(Pointing and labeling entries)
---+---
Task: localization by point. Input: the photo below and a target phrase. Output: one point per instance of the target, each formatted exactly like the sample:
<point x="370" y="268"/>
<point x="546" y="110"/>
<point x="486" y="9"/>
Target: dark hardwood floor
---+---
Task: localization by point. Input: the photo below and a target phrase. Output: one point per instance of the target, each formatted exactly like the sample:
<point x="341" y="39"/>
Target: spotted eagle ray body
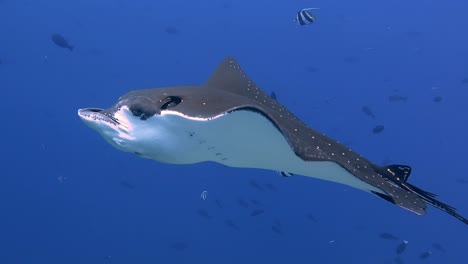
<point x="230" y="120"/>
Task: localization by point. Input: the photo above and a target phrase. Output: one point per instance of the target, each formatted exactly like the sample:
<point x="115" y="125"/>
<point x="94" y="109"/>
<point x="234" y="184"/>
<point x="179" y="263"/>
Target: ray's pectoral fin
---+---
Edit the listing, starting with the line that contains "Task: localization by point. Input: the photo above" and going on through the line that contains "Target: ray's pectoral fin", so that "pectoral fin" becomes "tail" and all else stays the same. Give back only those lines.

_OUTPUT FOR THIS TASK:_
Task: localization by point. Input: the photo above and a target phrase. Output: one point per instance of the target, each formatted exactly like the sample:
<point x="115" y="125"/>
<point x="94" y="109"/>
<point x="234" y="184"/>
<point x="179" y="263"/>
Target: ray's tail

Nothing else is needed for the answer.